EXERCISE BRIEF.
Gather every line in the records that contains the word "flannel". Case counts.

========

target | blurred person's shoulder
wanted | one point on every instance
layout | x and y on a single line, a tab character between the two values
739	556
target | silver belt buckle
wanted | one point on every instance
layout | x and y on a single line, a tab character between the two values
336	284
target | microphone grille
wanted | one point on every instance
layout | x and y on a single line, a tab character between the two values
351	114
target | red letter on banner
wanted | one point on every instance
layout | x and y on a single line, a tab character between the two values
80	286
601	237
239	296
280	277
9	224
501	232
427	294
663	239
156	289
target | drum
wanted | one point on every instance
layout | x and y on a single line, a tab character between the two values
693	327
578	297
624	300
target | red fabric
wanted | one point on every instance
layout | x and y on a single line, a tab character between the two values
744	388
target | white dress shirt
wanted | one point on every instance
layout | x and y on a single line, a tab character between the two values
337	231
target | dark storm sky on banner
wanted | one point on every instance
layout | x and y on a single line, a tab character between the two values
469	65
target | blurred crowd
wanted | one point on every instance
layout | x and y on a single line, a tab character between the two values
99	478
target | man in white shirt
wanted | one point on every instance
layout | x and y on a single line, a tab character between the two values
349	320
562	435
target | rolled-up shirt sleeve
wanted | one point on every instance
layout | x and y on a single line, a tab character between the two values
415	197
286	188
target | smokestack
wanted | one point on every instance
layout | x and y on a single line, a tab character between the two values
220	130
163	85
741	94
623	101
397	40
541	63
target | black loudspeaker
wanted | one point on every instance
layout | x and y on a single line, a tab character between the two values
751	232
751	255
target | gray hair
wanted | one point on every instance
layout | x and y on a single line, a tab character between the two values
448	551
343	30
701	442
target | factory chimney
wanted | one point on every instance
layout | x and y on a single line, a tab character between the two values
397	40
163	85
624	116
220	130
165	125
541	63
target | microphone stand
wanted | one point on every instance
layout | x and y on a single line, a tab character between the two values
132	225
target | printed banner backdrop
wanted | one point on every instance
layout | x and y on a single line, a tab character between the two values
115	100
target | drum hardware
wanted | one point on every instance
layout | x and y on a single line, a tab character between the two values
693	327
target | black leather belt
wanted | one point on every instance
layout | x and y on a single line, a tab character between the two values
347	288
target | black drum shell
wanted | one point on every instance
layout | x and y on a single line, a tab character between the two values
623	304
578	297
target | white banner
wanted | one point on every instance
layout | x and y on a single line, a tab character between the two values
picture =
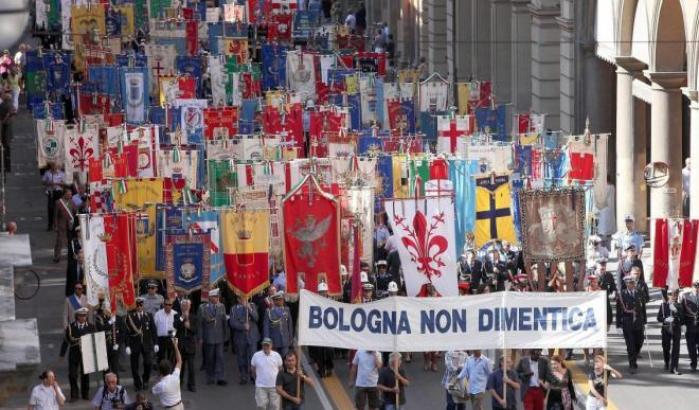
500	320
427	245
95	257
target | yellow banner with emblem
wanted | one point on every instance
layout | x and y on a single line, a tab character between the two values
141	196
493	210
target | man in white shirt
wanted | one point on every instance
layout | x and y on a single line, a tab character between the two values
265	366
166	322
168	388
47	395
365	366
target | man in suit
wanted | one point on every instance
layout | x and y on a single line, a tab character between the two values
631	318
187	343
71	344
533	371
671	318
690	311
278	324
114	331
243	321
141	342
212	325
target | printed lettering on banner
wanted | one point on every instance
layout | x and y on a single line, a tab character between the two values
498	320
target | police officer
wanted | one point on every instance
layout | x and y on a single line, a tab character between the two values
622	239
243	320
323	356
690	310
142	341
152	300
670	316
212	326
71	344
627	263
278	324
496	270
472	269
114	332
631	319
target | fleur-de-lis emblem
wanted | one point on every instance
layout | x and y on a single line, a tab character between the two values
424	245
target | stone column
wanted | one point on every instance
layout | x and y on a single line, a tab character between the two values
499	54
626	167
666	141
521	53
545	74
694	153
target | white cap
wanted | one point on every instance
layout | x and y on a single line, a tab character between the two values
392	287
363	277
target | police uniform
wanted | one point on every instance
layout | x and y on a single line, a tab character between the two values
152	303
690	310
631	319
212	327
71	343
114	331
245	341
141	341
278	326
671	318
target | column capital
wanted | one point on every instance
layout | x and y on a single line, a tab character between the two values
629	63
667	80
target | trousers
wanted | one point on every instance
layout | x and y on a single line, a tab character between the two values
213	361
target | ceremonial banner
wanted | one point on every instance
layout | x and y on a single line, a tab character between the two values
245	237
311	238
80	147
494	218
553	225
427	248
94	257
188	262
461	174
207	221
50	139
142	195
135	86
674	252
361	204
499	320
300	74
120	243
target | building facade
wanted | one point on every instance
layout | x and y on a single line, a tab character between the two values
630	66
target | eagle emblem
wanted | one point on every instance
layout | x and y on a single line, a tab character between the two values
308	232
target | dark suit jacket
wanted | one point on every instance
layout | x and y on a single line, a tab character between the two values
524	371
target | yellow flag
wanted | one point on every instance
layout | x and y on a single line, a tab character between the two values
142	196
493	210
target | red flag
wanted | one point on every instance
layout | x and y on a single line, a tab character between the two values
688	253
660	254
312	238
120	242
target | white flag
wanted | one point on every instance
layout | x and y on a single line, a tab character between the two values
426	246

========

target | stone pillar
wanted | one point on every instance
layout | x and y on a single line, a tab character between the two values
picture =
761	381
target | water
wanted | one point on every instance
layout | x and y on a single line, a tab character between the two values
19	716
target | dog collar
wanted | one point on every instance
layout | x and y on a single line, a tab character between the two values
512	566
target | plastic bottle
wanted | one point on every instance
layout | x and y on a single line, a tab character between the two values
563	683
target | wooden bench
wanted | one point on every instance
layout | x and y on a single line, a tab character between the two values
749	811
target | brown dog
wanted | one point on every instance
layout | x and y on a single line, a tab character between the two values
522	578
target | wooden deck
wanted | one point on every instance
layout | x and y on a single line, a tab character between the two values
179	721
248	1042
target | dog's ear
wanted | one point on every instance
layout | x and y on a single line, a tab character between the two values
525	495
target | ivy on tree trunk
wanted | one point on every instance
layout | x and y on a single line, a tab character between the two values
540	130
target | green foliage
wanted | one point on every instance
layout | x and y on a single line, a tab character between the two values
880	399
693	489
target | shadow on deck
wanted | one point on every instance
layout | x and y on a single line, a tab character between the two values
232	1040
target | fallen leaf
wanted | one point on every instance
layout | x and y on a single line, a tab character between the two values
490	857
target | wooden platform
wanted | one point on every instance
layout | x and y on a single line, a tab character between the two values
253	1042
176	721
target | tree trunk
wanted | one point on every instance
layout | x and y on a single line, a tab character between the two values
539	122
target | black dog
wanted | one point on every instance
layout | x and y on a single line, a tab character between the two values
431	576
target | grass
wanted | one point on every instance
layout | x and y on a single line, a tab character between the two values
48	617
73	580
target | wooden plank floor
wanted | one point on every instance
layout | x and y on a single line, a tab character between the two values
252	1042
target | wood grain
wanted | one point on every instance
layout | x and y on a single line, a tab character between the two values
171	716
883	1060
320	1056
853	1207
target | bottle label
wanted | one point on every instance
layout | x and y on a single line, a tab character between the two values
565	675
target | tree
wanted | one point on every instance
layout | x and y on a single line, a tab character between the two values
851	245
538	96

========

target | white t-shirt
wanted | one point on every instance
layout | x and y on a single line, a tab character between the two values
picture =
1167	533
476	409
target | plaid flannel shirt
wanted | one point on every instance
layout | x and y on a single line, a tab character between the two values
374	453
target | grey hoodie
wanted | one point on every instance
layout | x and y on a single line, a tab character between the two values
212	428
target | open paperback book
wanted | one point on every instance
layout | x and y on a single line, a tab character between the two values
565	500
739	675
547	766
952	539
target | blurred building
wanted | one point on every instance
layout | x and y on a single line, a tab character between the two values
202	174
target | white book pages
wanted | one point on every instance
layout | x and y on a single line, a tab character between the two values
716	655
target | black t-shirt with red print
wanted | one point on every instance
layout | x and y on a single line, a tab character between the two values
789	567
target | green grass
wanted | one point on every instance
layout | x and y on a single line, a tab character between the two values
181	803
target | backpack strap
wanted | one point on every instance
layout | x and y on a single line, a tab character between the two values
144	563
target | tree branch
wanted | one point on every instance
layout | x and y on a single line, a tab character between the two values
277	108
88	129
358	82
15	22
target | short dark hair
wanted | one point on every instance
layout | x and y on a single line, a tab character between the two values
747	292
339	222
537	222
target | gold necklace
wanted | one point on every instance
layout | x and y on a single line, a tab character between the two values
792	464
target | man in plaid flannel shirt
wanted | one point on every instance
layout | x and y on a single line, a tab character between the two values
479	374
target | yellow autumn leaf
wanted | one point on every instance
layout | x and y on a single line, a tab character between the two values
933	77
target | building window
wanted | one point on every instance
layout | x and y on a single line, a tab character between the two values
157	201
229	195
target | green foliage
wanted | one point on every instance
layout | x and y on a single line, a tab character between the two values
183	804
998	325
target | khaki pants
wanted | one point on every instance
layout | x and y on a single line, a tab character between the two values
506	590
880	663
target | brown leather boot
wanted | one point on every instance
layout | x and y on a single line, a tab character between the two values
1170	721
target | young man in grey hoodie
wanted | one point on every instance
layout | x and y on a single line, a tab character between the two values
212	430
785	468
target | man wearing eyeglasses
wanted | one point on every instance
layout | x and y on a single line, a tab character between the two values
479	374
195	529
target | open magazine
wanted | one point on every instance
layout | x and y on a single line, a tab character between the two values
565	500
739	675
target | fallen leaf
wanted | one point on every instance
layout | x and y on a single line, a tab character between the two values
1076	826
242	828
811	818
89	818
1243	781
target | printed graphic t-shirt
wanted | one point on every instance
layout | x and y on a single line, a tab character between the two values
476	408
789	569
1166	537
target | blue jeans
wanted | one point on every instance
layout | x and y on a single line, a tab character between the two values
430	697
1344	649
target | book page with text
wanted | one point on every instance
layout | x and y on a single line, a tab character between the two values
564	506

========

RIGHT ANSWER.
target | plaid flannel shirt
target | man in plaid flannel shirt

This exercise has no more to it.